## Challenge 1
Please copy from the goldfish bait article, starting at "Why use goldfish" and ending at "have pet stores.".
## Challenge 2
According to the goldfish bait article, why do most states make it illegal to use live goldfish as fishing bait?

## Source passage
★ ★ ★ ★ ★

Is Fishing with Goldfish Illegal: Laws for All 50 States

Anglers are a creative bunch.  We can fashion wild lures from metal and plastic, build fishing rods for every species and figure out how to use any bait to entice a strike.  So it is no surprise that someone thought of using pet store goldfish as live bait.  I must admit, it is an intriguing idea but is it legal?

Well, is fishing with goldfish illegal?  In most states it is illegal to use live goldfish as fishing bait in order to prevent the release of invasive species that can damage native ecosystems.  However, there are some states that still allow the use of dead or living goldfish when fishing.

It takes a lot of time to find every bait restriction and fishing rule so we did the hard work for you.  If you have ever wondered if using goldfish for bait is legal, take a look at this chart for the answer.

Is it Legal to use Goldfish as Bait?

StateYesNoNo Reference
FloridaX (Dead only)
New HampshireX
New JerseyX
New MexicoX
New YorkX
North CarolinaX
North DakotaX (Dead only)
Rhode IslandX
South CarolinaX
South DakotaX
West VirginiaX (Dead only)

To determine the laws for each state regarding the use of goldfish as bait, we looked at all 50 freshwater fishing regulations that are currently posted.  Some states explicitly mention goldfish while others do not.  The chart reflects our best interpretations of the laws.  

Several states including Delaware, Hawaii, Louisiana and North Carolina do not reference goldfish or define legal bait well enough for us to make an interpretation of the law.  In these cases, it is best to assume it is illegal.  

Beware, we are not experts of the law but as experienced anglers, we did our best to shed some light on the legality of using goldfish as bait.  However, it is your responsibility to be familiar with your local laws.

*Always review your local fishing regulations and call a wildlife officer if in doubt.  Even if the laws are confusing, it is best to do as the officer’s say since they are the ones writing the tickets. 

Why use goldfish for bait

I definitely can appreciate the appeal of using goldfish as bait.  I have heard about it for years so it must work for catching fish.  Let’s take a look at why people would use goldfish as bait.

  • They are easy to buy:  It is not always easy to find a good bait and tackle shop around your local area.  However, goldfish are readily available at most pet stores and even some Walmarts.  Most major cities have pet stores.

★ ★ ★ ★ ★

## Supplied records

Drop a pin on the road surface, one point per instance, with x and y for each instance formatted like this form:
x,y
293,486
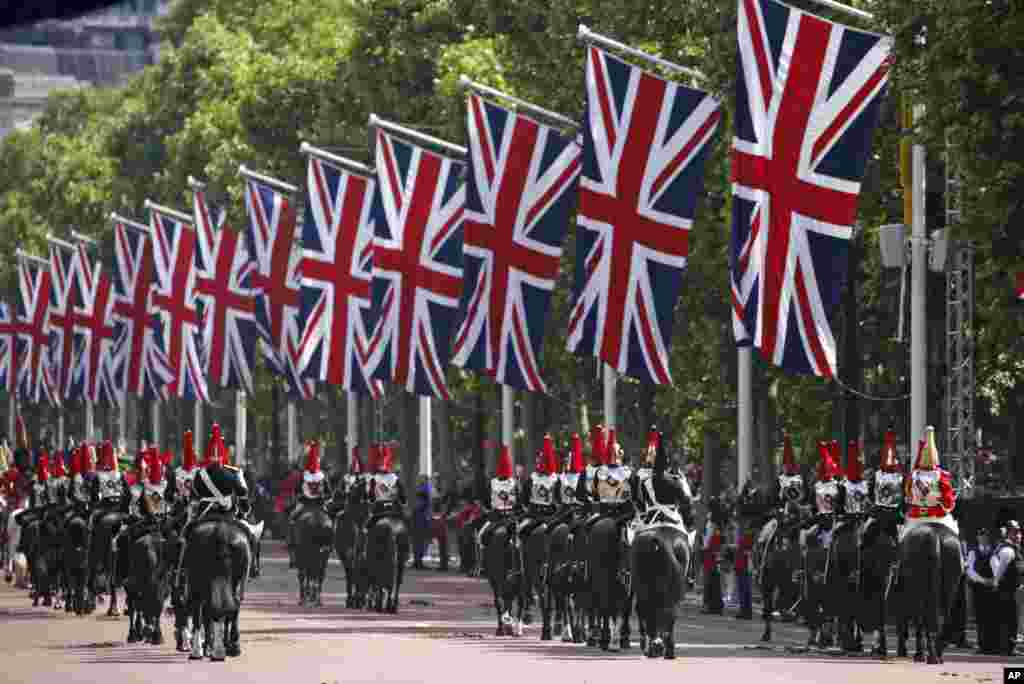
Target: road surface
x,y
442,633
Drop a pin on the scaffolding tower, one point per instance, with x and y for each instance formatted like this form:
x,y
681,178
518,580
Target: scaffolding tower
x,y
961,444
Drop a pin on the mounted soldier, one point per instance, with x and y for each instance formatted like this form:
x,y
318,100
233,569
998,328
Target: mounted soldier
x,y
501,501
314,493
384,490
545,488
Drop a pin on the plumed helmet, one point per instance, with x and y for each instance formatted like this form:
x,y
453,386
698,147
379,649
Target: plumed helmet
x,y
187,451
854,468
577,465
928,456
550,461
504,470
788,461
356,466
312,457
889,463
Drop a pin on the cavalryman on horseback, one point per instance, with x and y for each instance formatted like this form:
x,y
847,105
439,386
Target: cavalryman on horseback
x,y
929,488
545,488
611,487
501,502
384,490
314,492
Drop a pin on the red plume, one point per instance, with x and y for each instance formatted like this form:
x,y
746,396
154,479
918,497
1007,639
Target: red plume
x,y
577,466
504,470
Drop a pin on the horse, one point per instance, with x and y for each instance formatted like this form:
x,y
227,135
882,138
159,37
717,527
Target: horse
x,y
536,564
929,580
659,559
76,562
503,567
387,553
105,525
147,564
313,538
609,581
216,564
350,544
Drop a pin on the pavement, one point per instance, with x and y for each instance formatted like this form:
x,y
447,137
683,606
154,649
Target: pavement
x,y
443,633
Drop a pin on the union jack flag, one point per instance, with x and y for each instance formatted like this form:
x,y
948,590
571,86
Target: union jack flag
x,y
522,181
645,143
175,299
35,378
93,375
417,264
140,364
62,343
8,348
271,234
342,210
223,287
808,97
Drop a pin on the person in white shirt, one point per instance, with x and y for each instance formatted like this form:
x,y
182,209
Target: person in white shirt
x,y
1006,562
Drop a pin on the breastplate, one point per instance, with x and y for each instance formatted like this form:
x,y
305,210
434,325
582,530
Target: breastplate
x,y
385,487
542,490
612,484
925,488
569,483
503,495
825,495
856,497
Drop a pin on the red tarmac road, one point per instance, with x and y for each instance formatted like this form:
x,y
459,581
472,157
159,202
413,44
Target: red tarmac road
x,y
442,633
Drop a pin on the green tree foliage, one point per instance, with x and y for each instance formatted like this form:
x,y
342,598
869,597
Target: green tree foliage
x,y
243,83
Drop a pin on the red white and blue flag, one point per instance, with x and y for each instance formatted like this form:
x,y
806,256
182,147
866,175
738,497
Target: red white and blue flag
x,y
645,143
35,378
8,348
342,210
808,96
271,241
174,298
224,290
93,375
140,362
418,254
62,342
522,181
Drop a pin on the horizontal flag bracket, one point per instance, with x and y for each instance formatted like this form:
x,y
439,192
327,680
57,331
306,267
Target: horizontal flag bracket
x,y
589,36
56,242
343,162
554,117
246,172
173,213
32,258
416,136
141,227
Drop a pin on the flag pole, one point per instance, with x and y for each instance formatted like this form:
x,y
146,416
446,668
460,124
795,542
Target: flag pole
x,y
744,414
508,408
426,463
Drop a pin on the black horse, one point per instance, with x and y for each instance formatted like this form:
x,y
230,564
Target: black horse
x,y
929,583
659,558
608,567
105,526
387,553
76,562
314,540
503,567
350,545
217,561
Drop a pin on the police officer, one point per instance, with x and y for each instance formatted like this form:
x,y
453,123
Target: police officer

★ ★ ★ ★ ★

## Written response 1
Why use goldfish for bait

I definitely can appreciate the appeal of using goldfish as bait.  I have heard about it for years so it must work for catching fish.  Let’s take a look at why people would use goldfish as bait.

  • They are easy to buy:  It is not always easy to find a good bait and tackle shop around your local area.  However, goldfish are readily available at most pet stores and even some Walmarts.  Most major cities have pet stores.

## Written response 2
To prevent the release of invasive species that can damage native ecosystems.